╔══

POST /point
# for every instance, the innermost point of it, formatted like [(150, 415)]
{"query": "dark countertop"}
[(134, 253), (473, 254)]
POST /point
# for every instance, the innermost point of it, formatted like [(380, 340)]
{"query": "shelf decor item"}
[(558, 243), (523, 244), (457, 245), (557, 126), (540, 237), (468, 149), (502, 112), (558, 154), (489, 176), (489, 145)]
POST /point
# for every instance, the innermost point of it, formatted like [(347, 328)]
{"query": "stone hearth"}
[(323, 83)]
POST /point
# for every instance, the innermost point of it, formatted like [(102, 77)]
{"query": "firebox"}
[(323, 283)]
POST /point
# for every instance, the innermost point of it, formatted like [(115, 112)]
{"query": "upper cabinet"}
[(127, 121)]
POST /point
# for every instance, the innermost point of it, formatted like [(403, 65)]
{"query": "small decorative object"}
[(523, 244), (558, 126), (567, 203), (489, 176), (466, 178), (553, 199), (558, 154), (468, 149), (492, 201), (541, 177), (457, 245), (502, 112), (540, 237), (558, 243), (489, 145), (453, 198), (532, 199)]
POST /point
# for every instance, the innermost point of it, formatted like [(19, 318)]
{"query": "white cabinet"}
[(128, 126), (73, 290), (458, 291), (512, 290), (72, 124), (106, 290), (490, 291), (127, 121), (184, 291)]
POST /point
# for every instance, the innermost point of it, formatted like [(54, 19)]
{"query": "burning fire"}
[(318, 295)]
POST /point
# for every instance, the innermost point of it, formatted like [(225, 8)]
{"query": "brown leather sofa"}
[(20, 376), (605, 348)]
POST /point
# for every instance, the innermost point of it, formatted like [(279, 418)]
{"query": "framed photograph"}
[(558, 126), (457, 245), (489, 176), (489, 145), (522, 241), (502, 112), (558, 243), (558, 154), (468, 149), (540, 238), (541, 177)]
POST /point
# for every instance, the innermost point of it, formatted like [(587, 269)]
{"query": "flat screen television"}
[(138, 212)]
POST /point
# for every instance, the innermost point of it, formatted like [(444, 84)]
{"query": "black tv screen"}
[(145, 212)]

╚══

Please convert all of the data above into a Markdown table with one row per line, skipping blank lines. Use two columns, Row for the row number and Text for the line itself.

| Row | Text |
|---|---|
| 1 | POST /point |
| 2 | # for every instance, the innermost point of it, formatted like [(150, 415)] |
| 3 | {"query": "dark countertop"} |
| 4 | [(134, 253), (473, 254)] |
| 5 | POST /point |
| 6 | # for every instance, the innermost point of it, formatted like [(380, 340)] |
| 7 | {"query": "shelf decor item"} |
| 8 | [(558, 243), (523, 244), (457, 245), (557, 126), (540, 237), (468, 149), (502, 112), (558, 154), (489, 176), (489, 145)] |
| 9 | POST /point |
| 10 | # for every instance, the innermost point of it, formatted like [(347, 328)] |
| 11 | {"query": "stone hearth"} |
| 12 | [(323, 83)] |
| 13 | POST /point |
| 14 | # for every instance, the innermost point of it, formatted like [(102, 77)] |
| 15 | {"query": "firebox"} |
| 16 | [(323, 283)] |
| 17 | POST /point |
| 18 | # for every instance, the innermost point of it, formatted like [(115, 112)] |
| 19 | {"query": "upper cabinet"} |
| 20 | [(127, 121)] |
| 21 | POST /point |
| 22 | # for every instance, the innermost point of it, formatted like [(403, 65)] |
| 23 | {"query": "small decorative object"} |
| 24 | [(523, 244), (558, 126), (567, 203), (489, 176), (466, 178), (553, 199), (558, 154), (468, 149), (492, 201), (541, 177), (457, 245), (502, 112), (540, 237), (558, 243), (489, 145), (453, 198), (532, 199)] |
| 25 | POST /point |
| 26 | # for every instance, the innermost point of it, formatted like [(19, 318)] |
| 27 | {"query": "white cabinet"} |
| 28 | [(128, 126), (73, 290), (458, 291), (512, 290), (72, 124), (106, 290), (490, 291), (127, 121), (184, 291)] |
| 29 | POST /point |
| 30 | # for every instance, the innermost point of it, formatted like [(54, 19)] |
| 31 | {"query": "burning fire"} |
| 32 | [(318, 295)] |
| 33 | POST /point |
| 34 | # for every instance, the innermost point of it, formatted like [(225, 8)] |
| 35 | {"query": "brown leather sofa"} |
| 36 | [(20, 376), (605, 348)] |
| 37 | POST /point |
| 38 | # for every instance, the innermost point of it, formatted like [(279, 418)] |
| 39 | {"query": "framed photograph"} |
| 40 | [(558, 126), (457, 245), (489, 176), (489, 145), (522, 241), (502, 112), (558, 243), (558, 154), (468, 149), (540, 238), (541, 177)] |
| 41 | POST /point |
| 42 | # for every instance, the innermost point of it, formatted like [(587, 269)] |
| 43 | {"query": "flat screen television"} |
| 44 | [(138, 212)] |
| 45 | POST /point |
| 46 | # for every instance, the innermost point of it, formatted like [(444, 84)] |
| 47 | {"query": "black tv screen"} |
| 48 | [(145, 212)] |